**Reading passage**
---*---

Theodor Reuss (1855–1923) collaborated with Kellner in creating O.T.O. and succeeded him as head of O.T.O. after Kellner's death. Under Reuss, charters were given to occult brotherhoods in France, Denmark, Switzerland, the United States, and Austria. There were ten degrees, of which the first five were Masonic.

In 1902, Reuss, along with Franz Hartmann and Henry Klein, purchased the right to perform the Rite of Memphis and Mizraim of Freemasonry from the English Freemason John Yarker, the authority of which was confirmed in 1904 and again in 1905. Although these rites are considered to be irregular, they, along with the Swedenborg Rite formed the core of the newly established Order. Kellner, Reuss, Hartmann, and Klein acquired authority to operate the rites of the Martinist Order from the French occultist Gérard Encausse and a clandestine form of the Scottish Rite deriving from Joseph Cerneau. From William Wynn Westcott, Reuss acquired a warrant to start a college of the Societas Rosicruciana in Anglia in Germany.

In 1902, Reuss began publishing a masonic journal, The Oriflamme, as the organ of these collected rites. Reuss's rites aroused some degree of curiosity in the German-speaking Masonic milieu, as high degree Freemasonry had not been very widespread in Germany during the 1800s. O.T.O. had several hundred members and affiliates at its peak, but by 1905 and after Kellner's death, Reuss began to lose his supporters. He was attacked in Masonic periodicals for his alleged lack of Masonic regularity and credentials, and for the alleged homosexual elements in Reuss's initiations. Reuss left Germany and moved to London in 1906, and lost control of most of the lodges previously belonging to the O.T.O. network.

In 1908, Encausse invited to Reuss to an "International Masonic Conference", where he probably met Joanny Bricaud and was introduced to his Gnostic Catholic Church (E.G.C.), an off-shoot of Jules Doinel's Église Gnostique. Later O.T.O. documents would present the Order being linked to the E.G.C, and subsequently portray the E.G.C. of O.T.O. as being autonomous with respect to Bricaud's organization.

The sex magic of the higher O.T.O. degrees appears to be based on the writings of the American occultist Paschal Beverly Randolph (1825–1875), which were adopted by the Hermetic Brotherhood of Luxor (or of Light), another group with which Kellner had been in contact and whose teachings he said he had incorporated into O.T.O. The scholar Marco Pasi said, however, that there is no evidence in support of this, and suggests that Reuss acquired sexual ideas and techniques from Yarker, who had in his possession certain unpublished writings by Randolph.

---*---

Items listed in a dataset
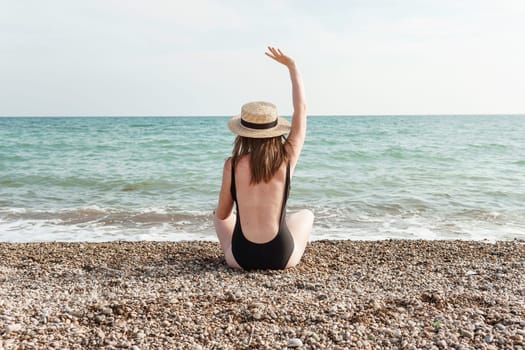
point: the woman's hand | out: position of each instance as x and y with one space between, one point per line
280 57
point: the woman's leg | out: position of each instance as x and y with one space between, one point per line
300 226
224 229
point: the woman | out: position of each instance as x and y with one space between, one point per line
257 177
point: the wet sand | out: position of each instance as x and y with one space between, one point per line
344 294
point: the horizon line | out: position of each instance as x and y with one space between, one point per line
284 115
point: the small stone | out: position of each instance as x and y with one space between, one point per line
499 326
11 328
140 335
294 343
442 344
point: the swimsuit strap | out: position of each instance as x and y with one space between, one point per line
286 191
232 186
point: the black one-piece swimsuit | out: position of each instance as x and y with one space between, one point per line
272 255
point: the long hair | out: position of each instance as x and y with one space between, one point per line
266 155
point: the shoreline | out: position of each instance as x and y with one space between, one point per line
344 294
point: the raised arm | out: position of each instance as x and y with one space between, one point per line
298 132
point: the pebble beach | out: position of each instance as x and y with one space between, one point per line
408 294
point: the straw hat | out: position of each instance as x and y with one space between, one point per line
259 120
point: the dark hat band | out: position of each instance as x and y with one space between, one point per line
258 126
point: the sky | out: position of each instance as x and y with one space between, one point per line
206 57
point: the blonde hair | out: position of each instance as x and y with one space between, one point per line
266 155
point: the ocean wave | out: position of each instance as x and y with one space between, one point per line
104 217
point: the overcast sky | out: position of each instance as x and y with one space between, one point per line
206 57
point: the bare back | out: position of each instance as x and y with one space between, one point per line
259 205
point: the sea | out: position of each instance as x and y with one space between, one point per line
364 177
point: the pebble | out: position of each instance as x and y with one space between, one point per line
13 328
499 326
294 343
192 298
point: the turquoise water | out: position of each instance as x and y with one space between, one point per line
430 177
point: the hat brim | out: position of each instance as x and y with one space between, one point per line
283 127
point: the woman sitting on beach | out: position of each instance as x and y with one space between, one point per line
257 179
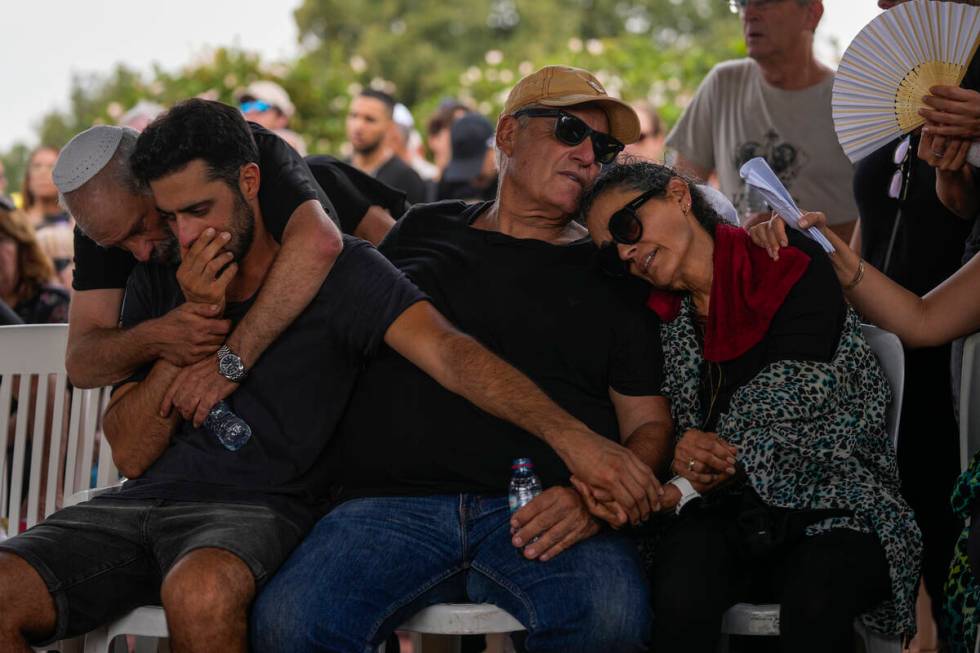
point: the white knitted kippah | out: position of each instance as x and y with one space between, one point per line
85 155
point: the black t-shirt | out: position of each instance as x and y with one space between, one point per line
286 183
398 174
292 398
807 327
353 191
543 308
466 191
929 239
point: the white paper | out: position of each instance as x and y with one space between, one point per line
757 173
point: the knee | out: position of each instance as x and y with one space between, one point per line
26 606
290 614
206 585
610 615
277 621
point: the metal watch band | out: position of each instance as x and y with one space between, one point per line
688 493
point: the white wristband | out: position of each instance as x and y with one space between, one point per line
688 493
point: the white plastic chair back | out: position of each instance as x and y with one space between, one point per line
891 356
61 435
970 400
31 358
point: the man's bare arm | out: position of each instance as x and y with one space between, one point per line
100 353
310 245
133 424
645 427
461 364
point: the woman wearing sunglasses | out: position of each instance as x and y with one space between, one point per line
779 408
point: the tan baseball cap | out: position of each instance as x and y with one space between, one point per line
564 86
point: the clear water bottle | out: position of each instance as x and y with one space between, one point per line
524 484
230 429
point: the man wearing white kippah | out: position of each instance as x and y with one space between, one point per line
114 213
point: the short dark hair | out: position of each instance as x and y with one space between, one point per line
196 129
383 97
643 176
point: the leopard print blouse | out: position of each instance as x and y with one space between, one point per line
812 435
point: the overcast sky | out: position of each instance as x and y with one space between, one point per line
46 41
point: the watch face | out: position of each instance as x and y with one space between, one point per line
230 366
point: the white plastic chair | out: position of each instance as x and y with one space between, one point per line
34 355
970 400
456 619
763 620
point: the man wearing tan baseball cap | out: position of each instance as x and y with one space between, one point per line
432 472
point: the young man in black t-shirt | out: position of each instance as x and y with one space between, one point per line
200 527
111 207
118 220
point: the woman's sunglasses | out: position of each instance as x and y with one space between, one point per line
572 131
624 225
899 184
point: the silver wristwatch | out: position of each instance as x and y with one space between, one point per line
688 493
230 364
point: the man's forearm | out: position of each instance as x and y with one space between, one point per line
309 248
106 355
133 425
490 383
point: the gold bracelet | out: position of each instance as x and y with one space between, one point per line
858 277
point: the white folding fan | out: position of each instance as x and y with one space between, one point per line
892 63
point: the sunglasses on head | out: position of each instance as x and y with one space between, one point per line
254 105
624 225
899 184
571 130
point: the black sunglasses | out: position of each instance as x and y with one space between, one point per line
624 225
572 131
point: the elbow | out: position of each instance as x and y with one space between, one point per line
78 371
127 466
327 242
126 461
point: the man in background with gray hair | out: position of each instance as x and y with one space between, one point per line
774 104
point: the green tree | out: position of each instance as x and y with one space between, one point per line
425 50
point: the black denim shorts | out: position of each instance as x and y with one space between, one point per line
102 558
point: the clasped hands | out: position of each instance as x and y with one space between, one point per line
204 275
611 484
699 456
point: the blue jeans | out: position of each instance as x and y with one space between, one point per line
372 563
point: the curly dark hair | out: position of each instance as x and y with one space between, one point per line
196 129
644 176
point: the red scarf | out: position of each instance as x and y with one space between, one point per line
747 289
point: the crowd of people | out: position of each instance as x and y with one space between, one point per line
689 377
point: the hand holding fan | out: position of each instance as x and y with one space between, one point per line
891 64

---*---

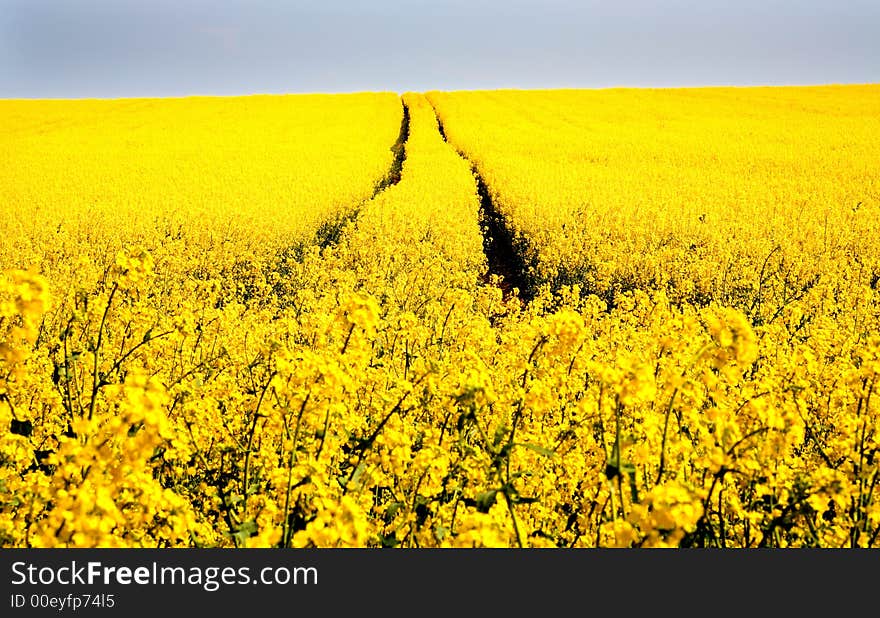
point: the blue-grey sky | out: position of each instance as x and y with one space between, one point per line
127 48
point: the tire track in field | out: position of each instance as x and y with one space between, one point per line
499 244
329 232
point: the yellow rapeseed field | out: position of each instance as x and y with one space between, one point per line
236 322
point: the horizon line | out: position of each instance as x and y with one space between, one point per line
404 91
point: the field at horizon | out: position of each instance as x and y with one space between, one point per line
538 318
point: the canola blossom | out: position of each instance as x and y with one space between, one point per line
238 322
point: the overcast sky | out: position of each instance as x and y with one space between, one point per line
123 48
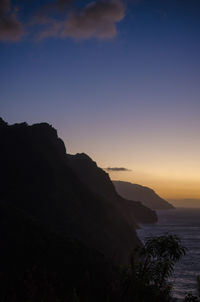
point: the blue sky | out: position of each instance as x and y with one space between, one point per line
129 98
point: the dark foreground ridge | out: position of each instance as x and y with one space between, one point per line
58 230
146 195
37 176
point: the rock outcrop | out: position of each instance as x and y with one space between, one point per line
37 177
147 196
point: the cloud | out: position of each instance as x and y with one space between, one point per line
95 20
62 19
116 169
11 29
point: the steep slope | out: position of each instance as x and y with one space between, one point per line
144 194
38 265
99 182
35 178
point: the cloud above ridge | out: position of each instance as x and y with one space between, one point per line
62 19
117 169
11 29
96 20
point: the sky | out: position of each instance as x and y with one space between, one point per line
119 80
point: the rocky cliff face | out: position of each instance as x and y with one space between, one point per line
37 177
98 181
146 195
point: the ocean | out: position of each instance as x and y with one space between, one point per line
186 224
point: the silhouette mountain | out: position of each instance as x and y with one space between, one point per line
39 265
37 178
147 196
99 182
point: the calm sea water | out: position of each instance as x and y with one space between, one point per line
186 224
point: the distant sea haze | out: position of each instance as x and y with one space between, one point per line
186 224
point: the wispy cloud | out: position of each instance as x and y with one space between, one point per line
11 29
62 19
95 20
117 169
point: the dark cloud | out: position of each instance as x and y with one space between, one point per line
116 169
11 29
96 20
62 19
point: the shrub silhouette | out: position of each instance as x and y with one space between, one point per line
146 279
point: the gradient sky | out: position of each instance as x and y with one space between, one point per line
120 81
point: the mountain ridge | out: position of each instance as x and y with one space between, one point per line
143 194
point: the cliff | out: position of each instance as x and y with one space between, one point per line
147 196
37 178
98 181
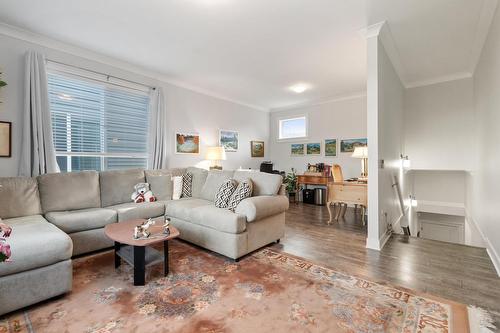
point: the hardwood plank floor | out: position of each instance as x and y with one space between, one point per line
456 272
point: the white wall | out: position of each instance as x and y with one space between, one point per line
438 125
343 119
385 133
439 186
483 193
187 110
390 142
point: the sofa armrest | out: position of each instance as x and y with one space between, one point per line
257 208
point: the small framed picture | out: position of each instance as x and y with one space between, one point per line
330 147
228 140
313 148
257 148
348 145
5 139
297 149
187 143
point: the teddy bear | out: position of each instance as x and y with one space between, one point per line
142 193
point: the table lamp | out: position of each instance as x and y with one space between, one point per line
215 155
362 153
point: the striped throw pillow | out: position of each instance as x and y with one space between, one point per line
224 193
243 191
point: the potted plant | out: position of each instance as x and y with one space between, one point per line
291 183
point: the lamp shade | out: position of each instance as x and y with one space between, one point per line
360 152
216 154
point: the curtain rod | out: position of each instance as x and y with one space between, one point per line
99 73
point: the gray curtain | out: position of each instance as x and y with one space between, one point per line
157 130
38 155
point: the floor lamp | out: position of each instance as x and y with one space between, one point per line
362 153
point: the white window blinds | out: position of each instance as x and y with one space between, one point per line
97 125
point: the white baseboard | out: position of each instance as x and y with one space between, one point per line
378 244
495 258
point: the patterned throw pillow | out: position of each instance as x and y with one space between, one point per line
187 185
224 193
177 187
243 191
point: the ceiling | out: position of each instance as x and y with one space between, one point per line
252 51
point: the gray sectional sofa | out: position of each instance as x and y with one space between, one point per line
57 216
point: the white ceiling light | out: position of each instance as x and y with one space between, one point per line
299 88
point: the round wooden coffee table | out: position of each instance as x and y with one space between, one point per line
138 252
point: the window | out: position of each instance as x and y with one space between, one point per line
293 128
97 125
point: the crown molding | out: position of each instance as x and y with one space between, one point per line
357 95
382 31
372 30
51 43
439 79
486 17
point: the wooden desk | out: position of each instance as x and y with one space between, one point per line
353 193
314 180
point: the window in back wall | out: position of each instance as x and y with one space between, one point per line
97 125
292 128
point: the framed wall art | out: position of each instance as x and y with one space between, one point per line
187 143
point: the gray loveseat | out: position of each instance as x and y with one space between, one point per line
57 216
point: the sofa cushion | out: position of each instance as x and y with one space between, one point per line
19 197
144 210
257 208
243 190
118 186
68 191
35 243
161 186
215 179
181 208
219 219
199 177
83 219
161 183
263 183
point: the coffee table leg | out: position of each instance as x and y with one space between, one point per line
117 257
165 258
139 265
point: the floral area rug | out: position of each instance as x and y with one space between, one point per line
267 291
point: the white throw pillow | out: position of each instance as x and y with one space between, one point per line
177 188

---*---

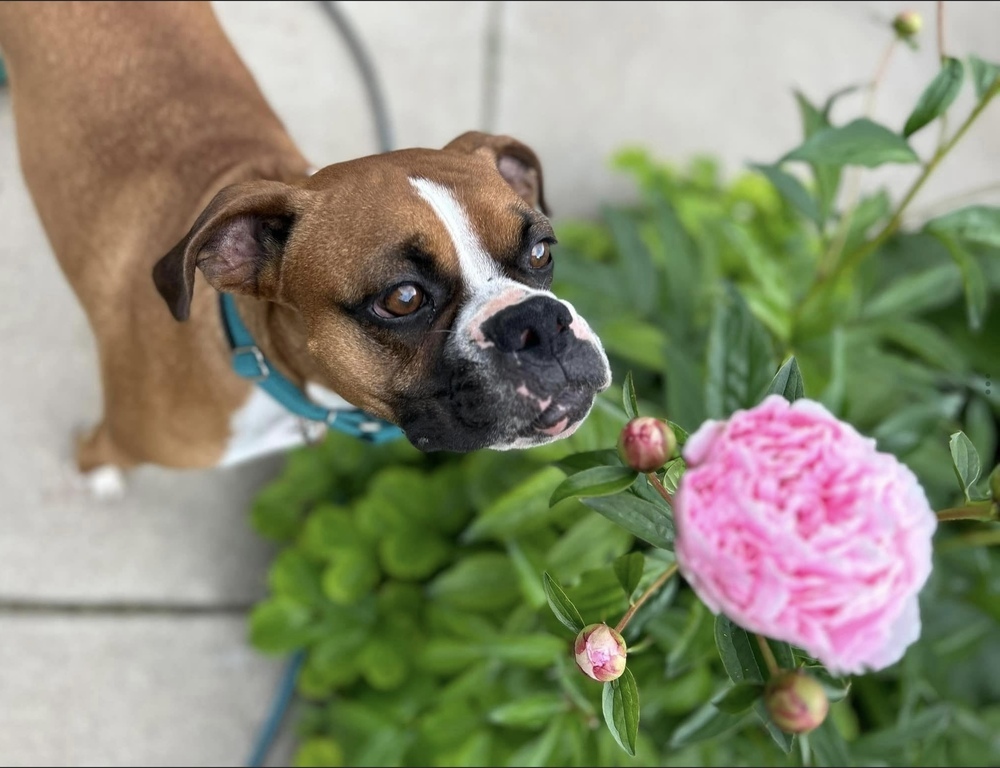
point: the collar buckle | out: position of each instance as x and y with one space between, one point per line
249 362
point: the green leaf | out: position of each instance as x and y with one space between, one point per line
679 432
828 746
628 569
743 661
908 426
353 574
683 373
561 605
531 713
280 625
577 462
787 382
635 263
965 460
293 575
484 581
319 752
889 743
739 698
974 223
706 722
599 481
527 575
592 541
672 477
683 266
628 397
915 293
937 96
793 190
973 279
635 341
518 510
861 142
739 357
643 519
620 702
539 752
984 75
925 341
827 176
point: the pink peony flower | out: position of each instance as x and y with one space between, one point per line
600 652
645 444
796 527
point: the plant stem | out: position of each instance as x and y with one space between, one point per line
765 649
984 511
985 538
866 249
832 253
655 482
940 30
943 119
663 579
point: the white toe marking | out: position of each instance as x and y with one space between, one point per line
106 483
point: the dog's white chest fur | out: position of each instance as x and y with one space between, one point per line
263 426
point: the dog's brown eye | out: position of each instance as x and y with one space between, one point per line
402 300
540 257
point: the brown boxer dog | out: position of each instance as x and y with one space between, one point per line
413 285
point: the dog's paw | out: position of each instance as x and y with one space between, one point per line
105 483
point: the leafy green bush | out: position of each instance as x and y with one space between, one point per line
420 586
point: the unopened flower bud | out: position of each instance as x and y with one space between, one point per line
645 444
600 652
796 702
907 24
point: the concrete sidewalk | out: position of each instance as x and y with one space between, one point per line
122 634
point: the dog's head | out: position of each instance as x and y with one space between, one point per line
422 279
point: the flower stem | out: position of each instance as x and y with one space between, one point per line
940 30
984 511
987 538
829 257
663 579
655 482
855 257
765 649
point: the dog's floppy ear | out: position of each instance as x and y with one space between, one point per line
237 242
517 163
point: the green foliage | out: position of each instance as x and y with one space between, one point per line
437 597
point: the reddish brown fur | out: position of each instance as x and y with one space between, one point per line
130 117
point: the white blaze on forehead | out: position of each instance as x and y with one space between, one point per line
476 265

---*---

**Goal 1**
Name every country where, according to the passage on the O.T.O., charters were given to occult brotherhoods under Reuss.
**Goal 2**
In the passage on the O.T.O., what year did Reuss leave Germany and move to London?
**Goal 3**
Write a continuation of the passage on the O.T.O., picking up after its final sentence.
The rows can be left aside.

**Expected answer 1**
France, Denmark, Switzerland, the United States, and Austria.

**Expected answer 2**
1906.

**Expected answer 3**
===Under Reuss's leadership===

Reuss met Aleister Crowley and in 1910 admitted him to the first three degrees of O.T.O. Two years later, Crowley was placed in charge of Great Britain and Ireland, and was advanced to the X° (tenth degree). The appointment included the opening of the British section of O.T.O., which was called the Mysteria Mystica Maxima or the M∴M∴M∴. Crowley then went to Berlin to obtain instructional manuscripts and the title of Supreme and Holy King of Ireland, Iona and all the Britains within the Sanctuary of the Gnosis. Within the year, Crowley had written the Manifesto of the M∴M∴M∴ which described its basic ten-degree system with Kellner's three degree Academia Masonica forming the seventh, eighth and ninth degrees.

In 1913, Crowley composed the Gnostic Mass while in Moscow, which he described as being the Order's "central ceremony of its public and private celebration". In 1914, soon after World War I broke out, he moved to the United States. It was around this time that Crowley decided to integrate Thelema into the O.T.O. system, and in 1915 prepared revised rituals for use in the M∴M∴M∴.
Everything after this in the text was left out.